WRITTEN TASK: Reproduce all the entries precisely.

MATERIAL PROVIDED:
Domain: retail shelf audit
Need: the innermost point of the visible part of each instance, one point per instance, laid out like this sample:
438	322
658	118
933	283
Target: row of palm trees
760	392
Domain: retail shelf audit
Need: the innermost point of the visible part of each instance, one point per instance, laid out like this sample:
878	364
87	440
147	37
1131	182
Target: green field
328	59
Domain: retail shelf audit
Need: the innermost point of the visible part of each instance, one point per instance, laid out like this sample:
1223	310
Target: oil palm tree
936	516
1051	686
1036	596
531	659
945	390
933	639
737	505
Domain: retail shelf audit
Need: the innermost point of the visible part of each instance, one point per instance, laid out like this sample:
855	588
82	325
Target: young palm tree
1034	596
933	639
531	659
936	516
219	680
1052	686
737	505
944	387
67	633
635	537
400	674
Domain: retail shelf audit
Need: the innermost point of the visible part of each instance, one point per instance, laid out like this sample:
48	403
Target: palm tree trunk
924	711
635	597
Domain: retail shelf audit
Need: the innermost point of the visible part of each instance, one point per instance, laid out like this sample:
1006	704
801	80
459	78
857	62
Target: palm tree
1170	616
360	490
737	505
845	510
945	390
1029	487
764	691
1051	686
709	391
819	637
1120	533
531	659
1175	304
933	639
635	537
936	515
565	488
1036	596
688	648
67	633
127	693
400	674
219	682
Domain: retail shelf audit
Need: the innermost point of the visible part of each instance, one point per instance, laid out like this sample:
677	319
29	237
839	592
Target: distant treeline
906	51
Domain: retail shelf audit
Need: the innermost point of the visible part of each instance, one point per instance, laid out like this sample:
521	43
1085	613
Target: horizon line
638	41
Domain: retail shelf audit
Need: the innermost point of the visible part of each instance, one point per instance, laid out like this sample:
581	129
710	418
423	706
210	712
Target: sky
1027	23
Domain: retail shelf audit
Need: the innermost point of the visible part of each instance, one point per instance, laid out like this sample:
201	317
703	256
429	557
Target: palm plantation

ANSWER FOR THE TASK:
Domain: retail shelf audit
Need: the innermost point of the visible part of each instance, one point per instance, laid out like this sample:
438	322
658	118
933	283
Target: row of palm trees
760	392
Domain: retail shelf audit
Need: the innermost point of the visible part of each instance, one point per instance, laid out like this sample:
878	364
87	440
147	37
1131	182
Target: green field
328	59
Domain: retail shelf audit
Need: the innermost point of the visible part of each instance, one point per instance, laid out like this sample:
1223	310
Target: oil palm tree
936	516
1051	686
1036	596
531	659
945	390
933	639
737	505
Domain: retail shelf audit
Need: the innermost point of the visible part of each instance, one point per instance, laid out like this sample:
855	588
82	325
Target: young palm tree
1034	596
933	639
531	659
936	516
219	680
1052	686
737	505
944	387
67	633
635	537
400	674
Domain: retail shelf audit
Need: the innermost point of the visible part of each instance, one point per instance, laid out like this sample:
48	403
Target: palm tree trunk
924	711
635	597
Domain: retail shelf audit
Need: the innermost point of the visible part of each instance, one point per instance, laid out like this sample:
1006	704
801	80
459	78
857	62
Target: palm tree
1170	616
360	490
737	505
845	510
945	390
1029	487
764	691
1051	686
709	391
819	637
1120	533
531	659
1175	304
933	639
635	537
936	515
565	488
1036	596
688	648
67	633
127	693
400	674
219	682
Domain: retail shelf audit
Need: the innermost point of the visible part of each instance, one point per instance, laid out like this sample:
677	319
29	237
839	592
Target: distant treeline
906	51
Domain: retail shelf audit
Need: the innermost point of the visible part of each instance, one point per instance, laid out like this sample:
521	43
1085	613
Target: horizon line
638	41
Domain: retail shelf audit
Need: the innermost point of the visible part of each instance, one point per instance, laid out like this sample:
581	129
710	418
423	706
210	712
Target: sky
1027	23
Domain: retail shelf audit
Need: the innermost point of the visible part of each instance, one point per instance, laid out like this sample:
201	317
703	256
429	557
Target: palm plantation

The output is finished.